TEXTE À LIRE =>

Dans la vie de tous les jours, nous utilisons de nombreuses expressions et une multitude de mots dont on ne questionne plus le sens tellement nous les maîtrisons. Dans le jargon juridique, certains de ces mots peuvent parfois avoir un sens différent, une définition différente. C’est le cas de la négligence criminelle, qui a sa définition bien précise, lorsqu’il est question du chef d’accusation criminelle.


En sports, on dira de l’équipe qui a le moins de chance de remporter un match ou un tournoi qu’elle est « l’équipe négligée ». Quelqu’un dont la présentation n’est pas soignée? Qu’il a une « apparence négligée ». Qui n’est pas à son affaire? Qu’il est « négligent ». Au palais de justice, toutefois, ce terme revêt un caractère tout particulier.



Négligence criminelle ou civile?


Pour qu’une action ou une omission d’agir mène à une accusation de négligence criminelle, il faut que la personne ayant agi ou omis d’agir « montre une insouciance déréglée ou téméraire à l’égard de la vie ou de la sécurité d’autrui ». Rappelons-nous que la témérité est un excès, et donc un défaut, un vice. Ça n’a rien de positif, bien que dans le langage populaire, la témérité soit parfois utilisée comme synonyme de courage. De fait, c’est un excès de courage, qui peut parfois mettre quelqu’un en danger. Le dictionnaire Larousse en parlera comme d’une « hardiesse inconsidérée qui conduit à commettre des actes aux conséquences graves ».

DONNÉES FOURNIES =>
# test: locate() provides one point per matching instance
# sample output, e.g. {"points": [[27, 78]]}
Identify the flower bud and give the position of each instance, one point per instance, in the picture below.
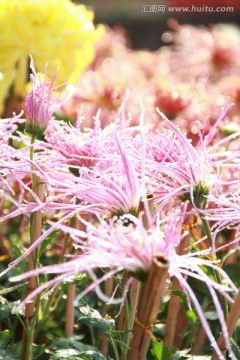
{"points": [[39, 103]]}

OBJECTIFS =>
1 – D'après le texte sur la négligence criminelle, quelle définition le dictionnaire Larousse donne-t-il de la témérité ?
2 – Recopiez le passage du texte sur la négligence criminelle qui commence par « Dans la vie » et se termine par « criminelle ou civile? ».
3 – Résumez en deux phrases le texte sur la négligence criminelle.

CORRIGÉ =>
1 – Une « hardiesse inconsidérée qui conduit à commettre des actes aux conséquences graves ».

2 –
Dans la vie de tous les jours, nous utilisons de nombreuses expressions et une multitude de mots dont on ne questionne plus le sens tellement nous les maîtrisons. Dans le jargon juridique, certains de ces mots peuvent parfois avoir un sens différent, une définition différente. C’est le cas de la négligence criminelle, qui a sa définition bien précise, lorsqu’il est question du chef d’accusation criminelle.


En sports, on dira de l’équipe qui a le moins de chance de remporter un match ou un tournoi qu’elle est « l’équipe négligée ». Quelqu’un dont la présentation n’est pas soignée? Qu’il a une « apparence négligée ». Qui n’est pas à son affaire? Qu’il est « négligent ». Au palais de justice, toutefois, ce terme revêt un caractère tout particulier.



Négligence criminelle ou civile?

3 – Certains mots de la vie courante prennent un sens différent dans le jargon juridique, et la négligence criminelle y a une définition bien précise. Pour qu'une action ou une omission d'agir mène à cette accusation, la personne doit montrer une insouciance déréglée ou téméraire à l'égard de la vie ou de la sécurité d'autrui, la témérité étant un excès de courage et donc un défaut.